### Complete the following
**A.** Copy the rows from the first one through the line that contains "left=100, top=5, right=111, bottom=21", swapping "analyst" for "reviewer" and changing nothing else. Please leave the pictures out.
**B.** Extend the post on sorting products by rating, picking up right after its last line.

### Text excerpt
* Begin *

The blog post How Not To Sort By Average Rating continually pops up and got me thinking about how we currently implement sort by rating. We currently use spree_reviews for capturing ratings and it takes a very simplistic approach to storing the average rating for a product:
self[:avg_rating] = reviews.approved.sum(:rating).to_f / reviews_count
This exact scenario is mentioned in the blog post above:
Why it is wrong: Average rating works fine if you always have a ton of ratings, but suppose item 1 has 2 positive ratings and 0 negative ratings. Suppose item 2 has 100 positive ratings and 1 negative rating. This algorithm puts item two (tons of positive ratings) below item one (very few positive ratings). WRONG.
A better solution is using a Bayesian estimate which actually takes the number of reviews into consideration. This is how IMDB currently create their top 250 movie list:
weighted rating (WR) = (v ÷ (v+m)) × R + (m ÷ (v+m)) × C
* R = average for the movie (mean) = (Rating)
* v = number of votes for the movie = (votes)

* End *

### Data in this exercise

* Begin *

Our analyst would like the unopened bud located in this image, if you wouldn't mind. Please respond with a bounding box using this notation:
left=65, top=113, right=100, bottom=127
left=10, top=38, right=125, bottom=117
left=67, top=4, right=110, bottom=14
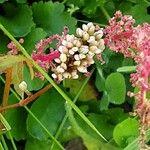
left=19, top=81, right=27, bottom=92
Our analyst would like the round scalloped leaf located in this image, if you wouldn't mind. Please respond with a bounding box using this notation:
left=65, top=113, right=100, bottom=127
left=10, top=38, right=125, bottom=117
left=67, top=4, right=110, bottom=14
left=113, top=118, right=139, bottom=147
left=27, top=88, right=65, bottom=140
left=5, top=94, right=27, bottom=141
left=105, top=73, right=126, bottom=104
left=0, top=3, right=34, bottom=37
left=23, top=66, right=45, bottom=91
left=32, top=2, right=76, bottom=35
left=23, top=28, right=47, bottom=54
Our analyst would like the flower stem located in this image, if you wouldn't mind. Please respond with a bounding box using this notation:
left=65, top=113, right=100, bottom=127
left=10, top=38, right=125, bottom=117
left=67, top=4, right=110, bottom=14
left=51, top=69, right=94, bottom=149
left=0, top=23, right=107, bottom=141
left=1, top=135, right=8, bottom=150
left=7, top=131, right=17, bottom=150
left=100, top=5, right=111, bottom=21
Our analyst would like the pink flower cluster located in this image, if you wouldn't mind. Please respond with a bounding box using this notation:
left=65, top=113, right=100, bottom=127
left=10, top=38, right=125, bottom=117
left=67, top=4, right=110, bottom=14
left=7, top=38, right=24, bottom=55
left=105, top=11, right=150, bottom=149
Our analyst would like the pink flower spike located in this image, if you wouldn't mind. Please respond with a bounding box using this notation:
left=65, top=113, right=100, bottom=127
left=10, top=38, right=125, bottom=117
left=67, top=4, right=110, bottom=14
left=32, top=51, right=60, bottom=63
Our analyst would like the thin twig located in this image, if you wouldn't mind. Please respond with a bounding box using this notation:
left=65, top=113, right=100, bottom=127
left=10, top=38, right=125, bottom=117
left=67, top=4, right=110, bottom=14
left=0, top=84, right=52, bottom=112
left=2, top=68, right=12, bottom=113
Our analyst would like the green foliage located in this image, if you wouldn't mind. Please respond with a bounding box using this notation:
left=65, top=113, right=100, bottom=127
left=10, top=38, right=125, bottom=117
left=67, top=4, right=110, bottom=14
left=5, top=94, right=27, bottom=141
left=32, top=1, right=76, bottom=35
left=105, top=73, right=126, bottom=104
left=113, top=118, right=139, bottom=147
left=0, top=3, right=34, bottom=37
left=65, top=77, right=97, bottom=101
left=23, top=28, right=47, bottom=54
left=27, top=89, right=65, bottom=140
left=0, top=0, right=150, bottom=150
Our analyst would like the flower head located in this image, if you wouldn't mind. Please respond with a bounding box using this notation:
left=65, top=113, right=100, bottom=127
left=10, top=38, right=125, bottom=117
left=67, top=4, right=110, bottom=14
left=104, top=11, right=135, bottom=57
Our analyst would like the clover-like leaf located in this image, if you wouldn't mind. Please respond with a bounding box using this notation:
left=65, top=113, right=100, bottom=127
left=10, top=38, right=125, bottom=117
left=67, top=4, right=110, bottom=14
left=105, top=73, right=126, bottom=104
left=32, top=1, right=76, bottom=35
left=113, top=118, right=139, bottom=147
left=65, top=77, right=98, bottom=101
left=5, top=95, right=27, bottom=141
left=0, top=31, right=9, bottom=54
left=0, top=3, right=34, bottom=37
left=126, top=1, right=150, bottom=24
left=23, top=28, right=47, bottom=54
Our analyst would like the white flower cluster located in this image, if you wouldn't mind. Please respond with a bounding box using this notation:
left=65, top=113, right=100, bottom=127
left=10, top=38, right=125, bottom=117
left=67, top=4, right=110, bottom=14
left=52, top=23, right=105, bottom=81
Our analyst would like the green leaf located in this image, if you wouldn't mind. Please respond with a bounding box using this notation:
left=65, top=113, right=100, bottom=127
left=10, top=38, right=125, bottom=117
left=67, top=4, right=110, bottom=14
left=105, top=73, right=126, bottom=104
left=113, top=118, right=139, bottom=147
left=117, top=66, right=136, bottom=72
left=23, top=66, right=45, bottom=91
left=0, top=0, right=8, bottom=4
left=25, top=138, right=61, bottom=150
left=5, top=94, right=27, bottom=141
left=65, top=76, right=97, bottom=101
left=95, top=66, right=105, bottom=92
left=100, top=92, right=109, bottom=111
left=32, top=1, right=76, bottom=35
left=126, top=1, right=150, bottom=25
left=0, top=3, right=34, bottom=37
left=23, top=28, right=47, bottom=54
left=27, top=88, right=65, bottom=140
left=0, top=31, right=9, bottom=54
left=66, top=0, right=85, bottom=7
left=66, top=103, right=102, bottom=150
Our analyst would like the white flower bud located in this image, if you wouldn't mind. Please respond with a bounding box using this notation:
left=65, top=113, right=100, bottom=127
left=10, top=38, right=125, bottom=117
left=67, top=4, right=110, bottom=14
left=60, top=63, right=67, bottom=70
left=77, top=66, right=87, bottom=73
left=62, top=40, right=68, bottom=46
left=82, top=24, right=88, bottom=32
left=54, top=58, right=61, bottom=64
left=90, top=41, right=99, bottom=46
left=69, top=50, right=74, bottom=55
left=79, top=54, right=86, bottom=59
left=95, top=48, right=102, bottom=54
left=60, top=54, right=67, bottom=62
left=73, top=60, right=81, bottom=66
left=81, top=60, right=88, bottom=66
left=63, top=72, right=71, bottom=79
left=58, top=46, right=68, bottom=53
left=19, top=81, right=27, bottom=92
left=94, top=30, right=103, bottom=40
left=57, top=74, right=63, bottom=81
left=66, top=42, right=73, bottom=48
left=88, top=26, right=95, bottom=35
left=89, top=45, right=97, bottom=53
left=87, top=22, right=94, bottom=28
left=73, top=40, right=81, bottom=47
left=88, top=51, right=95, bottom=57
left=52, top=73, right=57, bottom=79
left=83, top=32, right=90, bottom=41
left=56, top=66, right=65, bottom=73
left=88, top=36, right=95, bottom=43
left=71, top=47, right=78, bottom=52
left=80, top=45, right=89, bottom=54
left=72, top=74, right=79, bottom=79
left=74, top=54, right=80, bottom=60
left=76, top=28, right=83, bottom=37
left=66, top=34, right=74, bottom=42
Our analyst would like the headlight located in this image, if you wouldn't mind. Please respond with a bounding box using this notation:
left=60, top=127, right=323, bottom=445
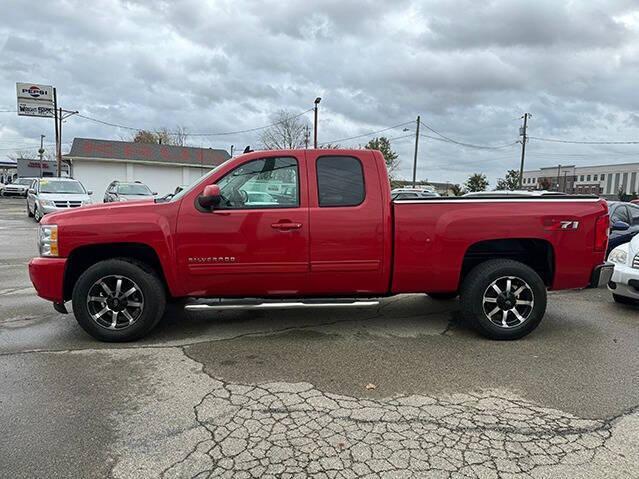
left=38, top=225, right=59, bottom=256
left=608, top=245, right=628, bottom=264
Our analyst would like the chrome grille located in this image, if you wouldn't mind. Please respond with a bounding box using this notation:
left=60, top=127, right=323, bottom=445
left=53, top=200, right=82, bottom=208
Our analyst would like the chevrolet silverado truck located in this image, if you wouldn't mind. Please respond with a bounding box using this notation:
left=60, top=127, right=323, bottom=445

* End *

### Task-by-task answers
**A.**
Our reviewer would like the unopened bud located in this image, if you wouldn't mind. Please respond with a bounding box using this notation:
left=65, top=113, right=100, bottom=127
left=10, top=38, right=125, bottom=117
left=67, top=4, right=110, bottom=14
left=19, top=81, right=27, bottom=92
Our reviewer would like the round scalloped leaf located in this image, if you wouldn't mind. Please respond with a bounding box using this notation:
left=65, top=113, right=100, bottom=127
left=10, top=38, right=125, bottom=117
left=67, top=4, right=110, bottom=14
left=113, top=118, right=139, bottom=147
left=27, top=88, right=65, bottom=140
left=5, top=94, right=27, bottom=141
left=105, top=73, right=126, bottom=104
left=0, top=3, right=34, bottom=37
left=23, top=66, right=45, bottom=91
left=32, top=2, right=76, bottom=35
left=23, top=28, right=47, bottom=54
Our reviewer would like the flower stem located in this image, if you wouldn't mind. Please respond with a bounding box using this notation:
left=65, top=113, right=100, bottom=127
left=10, top=38, right=125, bottom=117
left=67, top=4, right=110, bottom=14
left=51, top=69, right=94, bottom=149
left=0, top=23, right=107, bottom=141
left=1, top=135, right=8, bottom=150
left=7, top=131, right=17, bottom=150
left=100, top=5, right=111, bottom=21

**B.**
* m = minimum votes required to be listed in the Top 250 (currently 1300)
* C = the mean vote across the whole report (currently 6.8) for the Top 250, only votes from regular voters are considered.
With that, it’s fairly simple to approximate with spree_reviews. Just be sure to recalculate all your product ratings.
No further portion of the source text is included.